[Document extract — start]
My AI-powered voice assistant that runs entirely from the terminal.
I built EchoMind as a lightweight, modular AI voice assistant that lives in the terminal. It listens for my spoken commands, intelligently routes them to focused handler modules, and uses dual-provider AI support (Google Gemini and Groq) to answer anything that isn't handled locally. My goal was to create a hands-free assistant that feels alive, stays responsive, and helps me control my entire computer with just my voice.
- 🎙️ Voice I/O — I integrated speech-to-text and text-to-speech so the assistant can hear me and talk back.
- 🧩 Modular Handlers — I organized the codebase into small, focused handler modules inside
handlers/(time, date, weather, files, music, system controls, app management, and more). - 🌐 AI Intelligence — When no local handler matches, my assistant forwards the question to Google Gemini or Groq so it can answer virtually anything.
- 🏏 Live Cricket Scores — I can ask for real-time cricket scores and match status using the cricketdata API.
- 📝 Smart Document Writing — I can ask it to open Notepad or Word and write stories, poems, or even real song lyrics in any language, including Bengali and Hindi.
- 🔔 Voice Reminders — I can set, list, and cancel reminders by voice (e.g., "remind me at 9:45 PM").
- 🔋 Background Monitoring — Battery level and USB device detection threads run silently in the background and alert me when something changes.
- ⌨️ Global Hotkeys — I set up F1 for the Emoji Picker and F5 for quick unmute.
- 🗣️ Always Listening — After every action, my assistant proactively says "I am listening to you..." so I never have to wonder if it's still active.
[Document extract — finish]
[Given entries — start]
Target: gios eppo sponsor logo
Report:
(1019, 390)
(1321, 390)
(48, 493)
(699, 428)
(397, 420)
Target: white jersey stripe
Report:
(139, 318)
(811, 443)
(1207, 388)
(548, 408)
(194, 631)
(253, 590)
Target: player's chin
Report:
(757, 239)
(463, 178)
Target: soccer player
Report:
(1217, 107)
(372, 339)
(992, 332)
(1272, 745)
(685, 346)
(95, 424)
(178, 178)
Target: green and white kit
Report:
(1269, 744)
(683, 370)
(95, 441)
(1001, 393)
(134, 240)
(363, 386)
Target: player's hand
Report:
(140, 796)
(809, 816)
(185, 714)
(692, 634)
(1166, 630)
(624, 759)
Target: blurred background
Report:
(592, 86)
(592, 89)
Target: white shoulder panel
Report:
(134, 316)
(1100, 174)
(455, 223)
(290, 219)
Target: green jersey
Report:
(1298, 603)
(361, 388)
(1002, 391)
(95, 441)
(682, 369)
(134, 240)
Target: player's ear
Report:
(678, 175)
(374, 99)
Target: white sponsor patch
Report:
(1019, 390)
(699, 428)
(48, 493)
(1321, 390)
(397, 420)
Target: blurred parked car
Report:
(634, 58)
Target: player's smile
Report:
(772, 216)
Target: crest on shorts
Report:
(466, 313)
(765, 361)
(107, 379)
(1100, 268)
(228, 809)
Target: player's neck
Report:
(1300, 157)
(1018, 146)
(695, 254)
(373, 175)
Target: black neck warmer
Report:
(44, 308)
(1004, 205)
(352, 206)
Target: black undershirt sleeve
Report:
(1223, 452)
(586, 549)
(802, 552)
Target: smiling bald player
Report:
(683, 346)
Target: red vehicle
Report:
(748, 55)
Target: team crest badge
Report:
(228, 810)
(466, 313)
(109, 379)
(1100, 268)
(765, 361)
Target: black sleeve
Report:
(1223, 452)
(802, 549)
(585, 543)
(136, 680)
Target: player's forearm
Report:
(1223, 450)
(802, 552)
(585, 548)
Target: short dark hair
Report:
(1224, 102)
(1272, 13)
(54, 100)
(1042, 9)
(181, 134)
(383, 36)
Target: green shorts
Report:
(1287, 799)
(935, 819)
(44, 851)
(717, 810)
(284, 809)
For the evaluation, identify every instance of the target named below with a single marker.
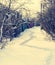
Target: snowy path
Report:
(31, 48)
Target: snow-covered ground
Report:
(33, 47)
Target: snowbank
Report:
(33, 47)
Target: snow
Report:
(33, 47)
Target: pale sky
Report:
(32, 5)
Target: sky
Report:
(32, 5)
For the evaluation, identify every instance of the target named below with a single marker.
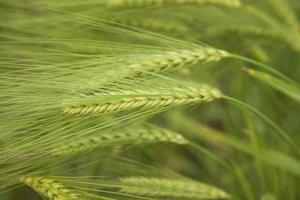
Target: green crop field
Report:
(149, 99)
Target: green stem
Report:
(281, 132)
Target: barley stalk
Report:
(175, 59)
(156, 25)
(135, 135)
(140, 3)
(50, 188)
(162, 187)
(144, 100)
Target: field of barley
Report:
(150, 100)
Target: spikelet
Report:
(129, 100)
(140, 3)
(162, 187)
(133, 135)
(50, 189)
(172, 60)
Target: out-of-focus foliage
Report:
(149, 99)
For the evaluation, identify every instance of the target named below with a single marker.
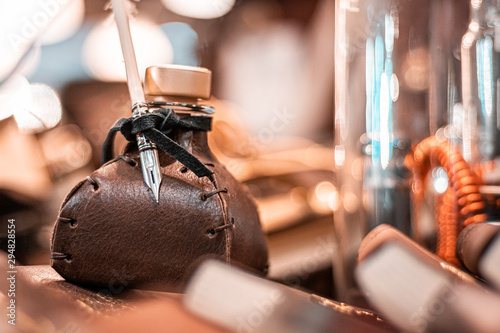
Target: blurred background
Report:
(62, 87)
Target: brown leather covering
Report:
(110, 230)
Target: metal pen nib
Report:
(147, 151)
(150, 162)
(150, 165)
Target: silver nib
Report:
(150, 165)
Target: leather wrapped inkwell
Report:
(111, 231)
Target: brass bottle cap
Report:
(186, 82)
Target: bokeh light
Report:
(37, 107)
(201, 9)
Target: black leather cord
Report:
(156, 127)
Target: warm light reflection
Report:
(339, 156)
(37, 107)
(103, 57)
(201, 9)
(440, 182)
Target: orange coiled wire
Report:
(462, 203)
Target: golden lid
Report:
(179, 81)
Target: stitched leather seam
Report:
(226, 221)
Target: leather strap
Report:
(157, 127)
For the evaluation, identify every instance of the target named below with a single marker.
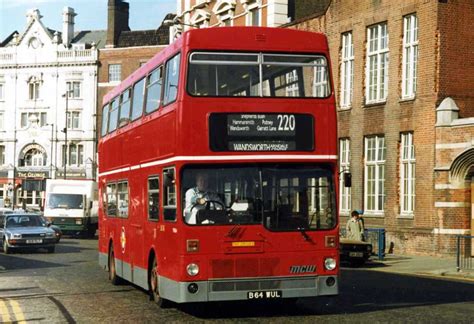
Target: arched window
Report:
(34, 157)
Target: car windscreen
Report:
(68, 201)
(23, 221)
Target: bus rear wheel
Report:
(154, 286)
(114, 279)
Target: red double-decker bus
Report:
(218, 169)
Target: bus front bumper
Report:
(248, 289)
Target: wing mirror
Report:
(347, 179)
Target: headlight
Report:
(330, 264)
(192, 269)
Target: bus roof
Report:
(268, 39)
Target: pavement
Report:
(428, 266)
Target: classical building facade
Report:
(403, 79)
(48, 94)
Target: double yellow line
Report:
(10, 311)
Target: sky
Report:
(91, 14)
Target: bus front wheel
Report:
(154, 287)
(114, 279)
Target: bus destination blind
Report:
(261, 132)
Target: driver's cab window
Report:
(169, 194)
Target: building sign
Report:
(261, 132)
(71, 174)
(32, 174)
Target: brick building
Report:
(403, 77)
(215, 13)
(125, 50)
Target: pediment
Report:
(35, 36)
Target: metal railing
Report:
(464, 252)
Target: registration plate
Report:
(266, 294)
(34, 241)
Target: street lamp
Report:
(66, 95)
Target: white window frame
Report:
(2, 155)
(377, 64)
(407, 175)
(73, 89)
(410, 56)
(374, 174)
(115, 72)
(33, 90)
(344, 166)
(73, 120)
(347, 70)
(251, 11)
(40, 115)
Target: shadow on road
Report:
(360, 292)
(17, 262)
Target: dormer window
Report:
(34, 42)
(34, 90)
(200, 18)
(224, 10)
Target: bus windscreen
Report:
(257, 75)
(282, 198)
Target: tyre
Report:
(114, 279)
(6, 249)
(154, 286)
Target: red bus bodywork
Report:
(235, 262)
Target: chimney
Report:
(32, 14)
(68, 25)
(117, 21)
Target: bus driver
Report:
(197, 198)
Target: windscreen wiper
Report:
(304, 234)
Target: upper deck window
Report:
(153, 92)
(113, 117)
(171, 80)
(137, 104)
(254, 74)
(124, 107)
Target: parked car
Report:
(353, 251)
(21, 230)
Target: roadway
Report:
(69, 287)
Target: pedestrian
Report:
(361, 220)
(354, 227)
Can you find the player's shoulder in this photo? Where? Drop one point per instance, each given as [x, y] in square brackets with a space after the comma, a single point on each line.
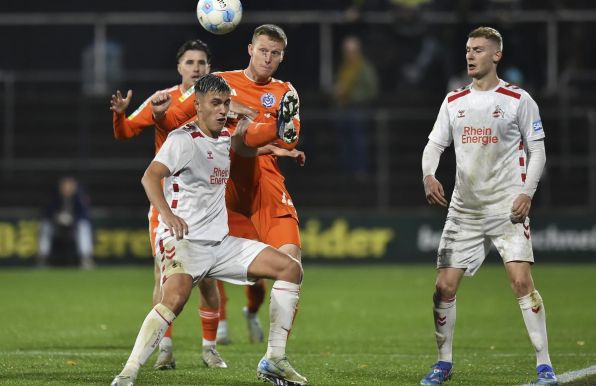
[458, 93]
[511, 90]
[187, 130]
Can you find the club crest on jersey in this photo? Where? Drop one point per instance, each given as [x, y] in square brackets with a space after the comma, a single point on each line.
[268, 99]
[537, 125]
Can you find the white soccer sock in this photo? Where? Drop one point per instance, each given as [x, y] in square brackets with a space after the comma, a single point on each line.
[282, 307]
[154, 327]
[535, 319]
[444, 315]
[166, 343]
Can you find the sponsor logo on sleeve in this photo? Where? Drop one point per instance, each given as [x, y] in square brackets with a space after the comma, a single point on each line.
[268, 100]
[537, 125]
[Given entries — finish]
In the EchoMind write-up, which key is set up to open the Emoji Picker?

**Answer space:** F1